* [SHORT TASK] From the shell script, extract word for word the part that opens with the words containing "# 2. Check for" and closes with "jq -r '.metadata.id')".

* [PROVIDED PASSAGE]
++++++++++
ENDPOINT_NAME="my-agent"
TOKEN_FACTORY_KEY="<your-token-factory-api-key>"
MODEL="deepseek-ai/DeepSeek-R1-0528"

# Token Factory URL — US region uses a different endpoint:
if [[ "$REGION" == "us-central1" ]]; then
  TOKEN_FACTORY_URL="https://api.tokenfactory.us-central1.nebius.com/v1"
else
  TOKEN_FACTORY_URL="https://api.tokenfactory.nebius.com/v1"
fi

# 2. Check for existing registry or create one
REGISTRY_ID=$(nebius registry list --format json \
  | jq -r '.items[] | select(.metadata.name=="my-registry") | .metadata.id')

if [ -z "$REGISTRY_ID" ]; then
  REGISTRY_ID=$(nebius registry create \
    --name my-registry \
    --parent-id $PROJECT_ID \
    --format json | jq -r '.metadata.id')
  echo "Created registry: $REGISTRY_ID"
else
  echo "Using existing registry: $REGISTRY_ID"
++++++++++
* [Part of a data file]
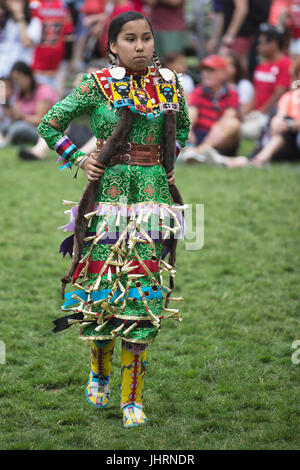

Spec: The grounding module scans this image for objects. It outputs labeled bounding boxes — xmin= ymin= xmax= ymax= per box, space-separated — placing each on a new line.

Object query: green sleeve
xmin=38 ymin=75 xmax=99 ymax=169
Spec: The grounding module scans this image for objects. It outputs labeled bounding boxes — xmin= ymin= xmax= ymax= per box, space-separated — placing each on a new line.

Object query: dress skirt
xmin=61 ymin=164 xmax=183 ymax=343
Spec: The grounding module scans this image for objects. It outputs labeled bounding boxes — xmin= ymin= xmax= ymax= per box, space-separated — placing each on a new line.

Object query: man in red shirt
xmin=179 ymin=55 xmax=240 ymax=163
xmin=242 ymin=24 xmax=292 ymax=139
xmin=32 ymin=0 xmax=73 ymax=89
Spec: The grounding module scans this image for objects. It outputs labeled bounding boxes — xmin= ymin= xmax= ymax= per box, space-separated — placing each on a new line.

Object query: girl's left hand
xmin=81 ymin=153 xmax=105 ymax=181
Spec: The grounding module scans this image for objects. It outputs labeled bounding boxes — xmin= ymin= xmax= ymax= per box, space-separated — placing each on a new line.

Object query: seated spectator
xmin=144 ymin=0 xmax=185 ymax=57
xmin=161 ymin=52 xmax=195 ymax=99
xmin=32 ymin=0 xmax=73 ymax=96
xmin=242 ymin=24 xmax=292 ymax=140
xmin=178 ymin=55 xmax=240 ymax=163
xmin=202 ymin=59 xmax=300 ymax=168
xmin=209 ymin=0 xmax=270 ymax=64
xmin=0 ymin=77 xmax=13 ymax=148
xmin=0 ymin=0 xmax=42 ymax=77
xmin=268 ymin=0 xmax=290 ymax=27
xmin=0 ymin=62 xmax=57 ymax=158
xmin=285 ymin=0 xmax=300 ymax=60
xmin=223 ymin=50 xmax=255 ymax=116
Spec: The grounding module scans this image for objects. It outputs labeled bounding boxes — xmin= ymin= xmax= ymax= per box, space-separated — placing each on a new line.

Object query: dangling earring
xmin=152 ymin=51 xmax=173 ymax=82
xmin=107 ymin=47 xmax=126 ymax=80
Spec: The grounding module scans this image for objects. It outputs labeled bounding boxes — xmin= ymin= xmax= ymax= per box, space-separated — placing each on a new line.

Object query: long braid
xmin=161 ymin=111 xmax=183 ymax=308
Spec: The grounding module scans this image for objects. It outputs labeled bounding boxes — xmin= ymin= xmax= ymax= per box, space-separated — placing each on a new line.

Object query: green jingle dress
xmin=38 ymin=67 xmax=190 ymax=343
++++++++++
* [EXERCISE SOLUTION]
# 2. Check for existing registry or create one
REGISTRY_ID=$(nebius registry list --format json \
  | jq -r '.items[] | select(.metadata.name=="my-registry") | .metadata.id')

if [ -z "$REGISTRY_ID" ]; then
  REGISTRY_ID=$(nebius registry create \
    --name my-registry \
    --parent-id $PROJECT_ID \
    --format json | jq -r '.metadata.id')